■ Directions
Reproduce all entries precisely as they are written.
#####
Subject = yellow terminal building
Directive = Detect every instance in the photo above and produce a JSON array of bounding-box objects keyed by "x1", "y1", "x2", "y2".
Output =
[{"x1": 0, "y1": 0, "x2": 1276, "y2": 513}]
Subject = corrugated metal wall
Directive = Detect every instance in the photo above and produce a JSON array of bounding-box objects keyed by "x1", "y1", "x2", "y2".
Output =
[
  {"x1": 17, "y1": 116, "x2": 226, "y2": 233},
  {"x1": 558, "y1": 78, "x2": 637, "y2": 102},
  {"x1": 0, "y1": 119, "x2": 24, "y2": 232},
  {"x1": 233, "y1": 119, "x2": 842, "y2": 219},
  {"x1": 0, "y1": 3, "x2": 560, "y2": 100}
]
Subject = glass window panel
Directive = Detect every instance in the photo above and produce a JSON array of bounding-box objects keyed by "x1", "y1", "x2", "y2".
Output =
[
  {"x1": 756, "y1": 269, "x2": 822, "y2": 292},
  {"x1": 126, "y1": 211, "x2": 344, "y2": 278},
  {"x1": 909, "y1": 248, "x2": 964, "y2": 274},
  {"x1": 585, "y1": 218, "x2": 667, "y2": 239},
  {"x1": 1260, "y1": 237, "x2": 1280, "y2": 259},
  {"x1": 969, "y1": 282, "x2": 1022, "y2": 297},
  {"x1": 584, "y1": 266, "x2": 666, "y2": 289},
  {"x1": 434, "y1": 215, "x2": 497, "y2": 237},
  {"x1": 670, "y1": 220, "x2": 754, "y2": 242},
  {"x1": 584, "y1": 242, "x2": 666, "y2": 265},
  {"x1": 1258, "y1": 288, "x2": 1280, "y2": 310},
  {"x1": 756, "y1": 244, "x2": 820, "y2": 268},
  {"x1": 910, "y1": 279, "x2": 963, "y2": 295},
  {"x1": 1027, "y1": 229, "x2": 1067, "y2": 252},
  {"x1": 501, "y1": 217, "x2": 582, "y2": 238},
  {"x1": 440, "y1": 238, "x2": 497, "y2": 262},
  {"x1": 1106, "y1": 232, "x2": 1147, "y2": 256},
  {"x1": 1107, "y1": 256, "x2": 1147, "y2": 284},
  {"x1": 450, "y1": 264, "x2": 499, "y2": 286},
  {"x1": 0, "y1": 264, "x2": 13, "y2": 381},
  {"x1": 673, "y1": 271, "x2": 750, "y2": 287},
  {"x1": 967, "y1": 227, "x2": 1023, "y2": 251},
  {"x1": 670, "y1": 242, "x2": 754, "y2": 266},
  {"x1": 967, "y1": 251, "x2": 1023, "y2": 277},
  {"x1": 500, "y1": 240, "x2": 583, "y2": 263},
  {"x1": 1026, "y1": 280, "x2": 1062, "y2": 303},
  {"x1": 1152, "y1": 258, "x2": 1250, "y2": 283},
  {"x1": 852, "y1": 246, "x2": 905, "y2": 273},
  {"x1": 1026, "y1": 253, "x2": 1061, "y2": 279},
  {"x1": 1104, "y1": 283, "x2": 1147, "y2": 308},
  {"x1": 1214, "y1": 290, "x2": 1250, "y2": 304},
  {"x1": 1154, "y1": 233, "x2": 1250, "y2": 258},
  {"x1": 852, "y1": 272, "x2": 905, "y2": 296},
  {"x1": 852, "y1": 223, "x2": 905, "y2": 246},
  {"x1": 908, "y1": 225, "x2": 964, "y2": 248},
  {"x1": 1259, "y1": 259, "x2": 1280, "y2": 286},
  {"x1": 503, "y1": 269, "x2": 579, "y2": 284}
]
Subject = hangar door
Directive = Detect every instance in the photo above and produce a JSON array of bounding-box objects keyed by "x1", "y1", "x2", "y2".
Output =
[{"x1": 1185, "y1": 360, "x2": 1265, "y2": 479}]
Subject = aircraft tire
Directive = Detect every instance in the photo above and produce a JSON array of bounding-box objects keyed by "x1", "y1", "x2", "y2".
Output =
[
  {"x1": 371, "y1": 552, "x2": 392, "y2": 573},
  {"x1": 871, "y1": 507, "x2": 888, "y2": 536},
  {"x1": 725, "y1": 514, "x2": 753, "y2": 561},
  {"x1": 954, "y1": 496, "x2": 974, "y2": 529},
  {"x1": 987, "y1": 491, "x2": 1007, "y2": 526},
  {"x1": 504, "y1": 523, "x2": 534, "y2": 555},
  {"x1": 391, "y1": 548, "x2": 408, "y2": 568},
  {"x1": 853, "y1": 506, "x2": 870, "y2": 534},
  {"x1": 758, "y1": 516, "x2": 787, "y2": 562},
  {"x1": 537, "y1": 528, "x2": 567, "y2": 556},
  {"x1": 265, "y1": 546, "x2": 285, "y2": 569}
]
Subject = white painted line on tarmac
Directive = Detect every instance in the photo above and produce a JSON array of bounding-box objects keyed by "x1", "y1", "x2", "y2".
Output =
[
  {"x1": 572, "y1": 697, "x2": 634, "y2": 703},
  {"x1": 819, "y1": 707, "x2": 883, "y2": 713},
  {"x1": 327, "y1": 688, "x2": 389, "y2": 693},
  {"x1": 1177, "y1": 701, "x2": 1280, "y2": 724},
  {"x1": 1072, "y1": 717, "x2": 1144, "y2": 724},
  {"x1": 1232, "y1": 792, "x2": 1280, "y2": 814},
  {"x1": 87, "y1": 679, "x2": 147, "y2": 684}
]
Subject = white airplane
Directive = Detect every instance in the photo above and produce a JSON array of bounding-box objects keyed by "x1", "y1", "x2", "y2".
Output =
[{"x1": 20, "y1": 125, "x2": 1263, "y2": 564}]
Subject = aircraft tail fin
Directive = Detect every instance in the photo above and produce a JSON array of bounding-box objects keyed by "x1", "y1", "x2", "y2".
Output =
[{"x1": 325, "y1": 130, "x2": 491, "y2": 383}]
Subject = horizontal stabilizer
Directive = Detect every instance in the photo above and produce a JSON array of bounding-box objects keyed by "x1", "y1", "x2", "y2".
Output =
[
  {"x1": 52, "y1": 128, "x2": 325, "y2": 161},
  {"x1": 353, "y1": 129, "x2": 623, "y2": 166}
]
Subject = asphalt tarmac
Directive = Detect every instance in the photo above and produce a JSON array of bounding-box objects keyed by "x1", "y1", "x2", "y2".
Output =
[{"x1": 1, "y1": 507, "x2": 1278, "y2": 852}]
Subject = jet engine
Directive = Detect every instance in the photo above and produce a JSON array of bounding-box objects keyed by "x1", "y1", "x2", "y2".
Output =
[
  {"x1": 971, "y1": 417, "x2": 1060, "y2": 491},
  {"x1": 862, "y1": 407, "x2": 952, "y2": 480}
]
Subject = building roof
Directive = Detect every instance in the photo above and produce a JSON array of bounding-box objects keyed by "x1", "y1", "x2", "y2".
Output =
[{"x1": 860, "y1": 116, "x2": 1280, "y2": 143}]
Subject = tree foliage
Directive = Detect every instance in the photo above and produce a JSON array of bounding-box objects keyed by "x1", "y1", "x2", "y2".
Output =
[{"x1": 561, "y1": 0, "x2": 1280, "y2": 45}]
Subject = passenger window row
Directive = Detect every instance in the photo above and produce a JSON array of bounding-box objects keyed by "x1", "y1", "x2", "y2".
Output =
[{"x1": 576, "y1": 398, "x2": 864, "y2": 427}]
#####
■ Answer to the problem
Subject = yellow terminal building
Directive = Detect every instance in the photo above and produce a JSON array of bounding-box objects keyed by "x1", "y1", "x2", "y2".
Output =
[{"x1": 0, "y1": 0, "x2": 1276, "y2": 513}]
Subject = corrugated metal wall
Directive = Detect every instance in the photo above and produce a JSON array of bounding-box objects keyed by "x1", "y1", "x2", "y2".
Output =
[
  {"x1": 17, "y1": 116, "x2": 226, "y2": 233},
  {"x1": 558, "y1": 78, "x2": 637, "y2": 102},
  {"x1": 0, "y1": 119, "x2": 24, "y2": 232},
  {"x1": 233, "y1": 119, "x2": 842, "y2": 219},
  {"x1": 0, "y1": 3, "x2": 560, "y2": 100}
]
Subject = glass window panel
Directive = Detect every instance in the photo above and produce a JSON array of bounding-box objects keyed by "x1", "y1", "x2", "y2".
Output =
[
  {"x1": 756, "y1": 269, "x2": 822, "y2": 292},
  {"x1": 126, "y1": 211, "x2": 344, "y2": 278},
  {"x1": 909, "y1": 248, "x2": 964, "y2": 274},
  {"x1": 585, "y1": 218, "x2": 667, "y2": 239},
  {"x1": 1260, "y1": 237, "x2": 1280, "y2": 259},
  {"x1": 969, "y1": 282, "x2": 1022, "y2": 297},
  {"x1": 584, "y1": 266, "x2": 666, "y2": 289},
  {"x1": 434, "y1": 215, "x2": 497, "y2": 237},
  {"x1": 670, "y1": 220, "x2": 754, "y2": 242},
  {"x1": 584, "y1": 242, "x2": 666, "y2": 265},
  {"x1": 1258, "y1": 288, "x2": 1280, "y2": 310},
  {"x1": 756, "y1": 244, "x2": 820, "y2": 268},
  {"x1": 910, "y1": 279, "x2": 963, "y2": 295},
  {"x1": 1027, "y1": 229, "x2": 1067, "y2": 252},
  {"x1": 501, "y1": 217, "x2": 582, "y2": 238},
  {"x1": 440, "y1": 238, "x2": 497, "y2": 262},
  {"x1": 1106, "y1": 232, "x2": 1147, "y2": 256},
  {"x1": 1107, "y1": 256, "x2": 1147, "y2": 284},
  {"x1": 450, "y1": 264, "x2": 499, "y2": 286},
  {"x1": 0, "y1": 264, "x2": 13, "y2": 381},
  {"x1": 673, "y1": 271, "x2": 750, "y2": 287},
  {"x1": 967, "y1": 227, "x2": 1023, "y2": 251},
  {"x1": 670, "y1": 242, "x2": 754, "y2": 266},
  {"x1": 967, "y1": 251, "x2": 1023, "y2": 277},
  {"x1": 500, "y1": 240, "x2": 583, "y2": 263},
  {"x1": 1026, "y1": 280, "x2": 1062, "y2": 303},
  {"x1": 1152, "y1": 258, "x2": 1250, "y2": 283},
  {"x1": 852, "y1": 246, "x2": 905, "y2": 273},
  {"x1": 1026, "y1": 253, "x2": 1061, "y2": 279},
  {"x1": 1104, "y1": 283, "x2": 1147, "y2": 308},
  {"x1": 1214, "y1": 290, "x2": 1250, "y2": 304},
  {"x1": 1154, "y1": 233, "x2": 1250, "y2": 258},
  {"x1": 852, "y1": 272, "x2": 905, "y2": 296},
  {"x1": 852, "y1": 223, "x2": 905, "y2": 246},
  {"x1": 908, "y1": 225, "x2": 964, "y2": 248},
  {"x1": 1259, "y1": 259, "x2": 1280, "y2": 286},
  {"x1": 503, "y1": 269, "x2": 579, "y2": 284}
]
Subject = hangar door
Directive = Detect every instance in the photo above and produce a JSON array of bounding-box objects keyed by "x1", "y1", "x2", "y2".
Output =
[{"x1": 1185, "y1": 360, "x2": 1265, "y2": 479}]
Subject = aircraft tire
Directive = Detect every instance in the photo above and produce a JSON array of bounding-box objects keyed by "x1", "y1", "x2", "y2".
Output =
[
  {"x1": 371, "y1": 552, "x2": 392, "y2": 573},
  {"x1": 871, "y1": 507, "x2": 888, "y2": 536},
  {"x1": 725, "y1": 514, "x2": 753, "y2": 561},
  {"x1": 954, "y1": 496, "x2": 974, "y2": 529},
  {"x1": 987, "y1": 491, "x2": 1007, "y2": 526},
  {"x1": 504, "y1": 523, "x2": 534, "y2": 555},
  {"x1": 391, "y1": 548, "x2": 408, "y2": 568},
  {"x1": 853, "y1": 506, "x2": 870, "y2": 534},
  {"x1": 758, "y1": 516, "x2": 787, "y2": 562},
  {"x1": 537, "y1": 528, "x2": 567, "y2": 556},
  {"x1": 265, "y1": 546, "x2": 285, "y2": 569}
]
Subject = white painted line on tarmac
Directive = Detect every instance in the photo above and produce a JSON array of bounding-box objects keyed by "x1", "y1", "x2", "y2".
Output =
[
  {"x1": 572, "y1": 697, "x2": 634, "y2": 703},
  {"x1": 819, "y1": 707, "x2": 883, "y2": 713},
  {"x1": 327, "y1": 688, "x2": 389, "y2": 693},
  {"x1": 1177, "y1": 701, "x2": 1280, "y2": 724},
  {"x1": 1072, "y1": 717, "x2": 1144, "y2": 724},
  {"x1": 1232, "y1": 792, "x2": 1280, "y2": 814},
  {"x1": 87, "y1": 679, "x2": 147, "y2": 684}
]
Subject = white airplane
Directive = Detect every instance in the photo above and produce a JSON array of bounding-box objects keyed by "x1", "y1", "x2", "y2".
Output =
[{"x1": 20, "y1": 125, "x2": 1263, "y2": 564}]
Subject = aircraft tail fin
Directive = Detect every instance in the photo above and produce a JSON array of bounding-box objects keyed by "x1", "y1", "x2", "y2".
Output =
[{"x1": 325, "y1": 130, "x2": 491, "y2": 383}]
Subject = horizontal stabilizer
Directive = Detect every instance in the photo above and produce a JSON array of bounding-box objects keyed by "x1", "y1", "x2", "y2".
Output =
[
  {"x1": 52, "y1": 128, "x2": 325, "y2": 161},
  {"x1": 353, "y1": 129, "x2": 623, "y2": 166}
]
Subject = asphalt tarmac
Directive = Detect every instance in the photo above and produce a JSON array of bounding-box objects keyed by "x1", "y1", "x2", "y2".
Output =
[{"x1": 1, "y1": 507, "x2": 1278, "y2": 852}]
Subject = jet engine
Directive = Detect every instance in the photo above and produce a JSON array of bounding-box objects keyed by "x1", "y1", "x2", "y2".
Output =
[
  {"x1": 971, "y1": 417, "x2": 1060, "y2": 491},
  {"x1": 862, "y1": 407, "x2": 952, "y2": 480}
]
Subject = building roof
Directive = Detect every instance in the photo above and produce a JSON array of bounding-box objects keyed by "x1", "y1", "x2", "y2".
Output =
[{"x1": 860, "y1": 116, "x2": 1280, "y2": 143}]
Subject = tree foliage
Directive = Detect every instance in the photo above and produce a JSON array of bounding-box objects keyed by "x1", "y1", "x2", "y2".
Output =
[{"x1": 561, "y1": 0, "x2": 1280, "y2": 45}]
Subject = passenger window row
Directive = Detect every instance in the photo above and produce a JSON array of bounding-box objects keyed by "x1", "y1", "x2", "y2".
Output =
[{"x1": 576, "y1": 398, "x2": 864, "y2": 427}]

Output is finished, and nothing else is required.